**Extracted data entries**
__________________________________________________
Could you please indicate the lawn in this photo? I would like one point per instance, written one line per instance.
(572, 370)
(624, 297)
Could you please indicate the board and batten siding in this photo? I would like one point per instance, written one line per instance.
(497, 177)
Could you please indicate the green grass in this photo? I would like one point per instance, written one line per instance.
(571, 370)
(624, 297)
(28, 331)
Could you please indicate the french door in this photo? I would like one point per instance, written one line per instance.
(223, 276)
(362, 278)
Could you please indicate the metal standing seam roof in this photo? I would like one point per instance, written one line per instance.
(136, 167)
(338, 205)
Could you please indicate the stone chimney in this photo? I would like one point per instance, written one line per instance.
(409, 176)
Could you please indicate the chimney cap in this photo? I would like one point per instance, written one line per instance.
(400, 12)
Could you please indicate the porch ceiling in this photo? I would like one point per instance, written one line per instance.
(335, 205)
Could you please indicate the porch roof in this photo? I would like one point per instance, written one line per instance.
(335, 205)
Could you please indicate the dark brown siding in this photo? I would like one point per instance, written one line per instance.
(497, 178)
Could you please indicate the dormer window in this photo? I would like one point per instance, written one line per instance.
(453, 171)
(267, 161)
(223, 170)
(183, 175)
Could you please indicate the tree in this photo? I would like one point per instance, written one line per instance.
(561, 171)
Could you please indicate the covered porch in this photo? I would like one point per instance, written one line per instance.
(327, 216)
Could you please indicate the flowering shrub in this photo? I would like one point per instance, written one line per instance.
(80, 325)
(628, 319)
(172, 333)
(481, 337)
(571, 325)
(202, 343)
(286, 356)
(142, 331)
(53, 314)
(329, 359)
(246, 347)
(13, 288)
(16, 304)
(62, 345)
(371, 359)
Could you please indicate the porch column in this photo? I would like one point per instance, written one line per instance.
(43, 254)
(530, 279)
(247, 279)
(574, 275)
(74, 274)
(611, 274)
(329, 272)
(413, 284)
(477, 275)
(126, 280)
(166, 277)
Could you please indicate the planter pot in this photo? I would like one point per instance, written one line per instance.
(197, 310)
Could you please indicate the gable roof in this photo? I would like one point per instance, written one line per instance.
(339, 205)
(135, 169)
__________________________________________________
**INSTRUCTIONS FOR THE TASK**
Starting at the line that contains "Could you please indicate the covered" and ending with the last line of the material, lay out each line as a row in a Markdown table with two columns, No. and Entry. Number the rows from 1 and omit blank lines.

**ANSWER FOR THIS EXERCISE**
| No. | Entry |
|---|---|
| 1 | Could you please indicate the covered porch in this photo? I would like one point per instance, written one line per instance. |
| 2 | (327, 216) |
| 3 | Could you please indicate the flowering shrub in this photo? I would like one point per instance, written one line per instance. |
| 4 | (80, 325) |
| 5 | (628, 319) |
| 6 | (172, 333) |
| 7 | (481, 337) |
| 8 | (571, 325) |
| 9 | (202, 343) |
| 10 | (286, 356) |
| 11 | (142, 331) |
| 12 | (53, 314) |
| 13 | (329, 359) |
| 14 | (246, 347) |
| 15 | (13, 288) |
| 16 | (16, 304) |
| 17 | (62, 345) |
| 18 | (371, 359) |
| 19 | Could you please indicate the porch column in this photo? I would like one point per instance, written one line per instance. |
| 20 | (43, 254) |
| 21 | (530, 279) |
| 22 | (247, 279) |
| 23 | (574, 275) |
| 24 | (74, 274) |
| 25 | (611, 274) |
| 26 | (329, 272) |
| 27 | (413, 284) |
| 28 | (477, 275) |
| 29 | (126, 280) |
| 30 | (166, 277) |
| 31 | Could you please indicate the planter pot in this photo? I would like one point per instance, written one line per instance. |
| 32 | (197, 310) |
| 33 | Could you please indicate the gable roof in this photo? I would like one point per instance, written one line per instance. |
| 34 | (339, 205) |
| 35 | (135, 169) |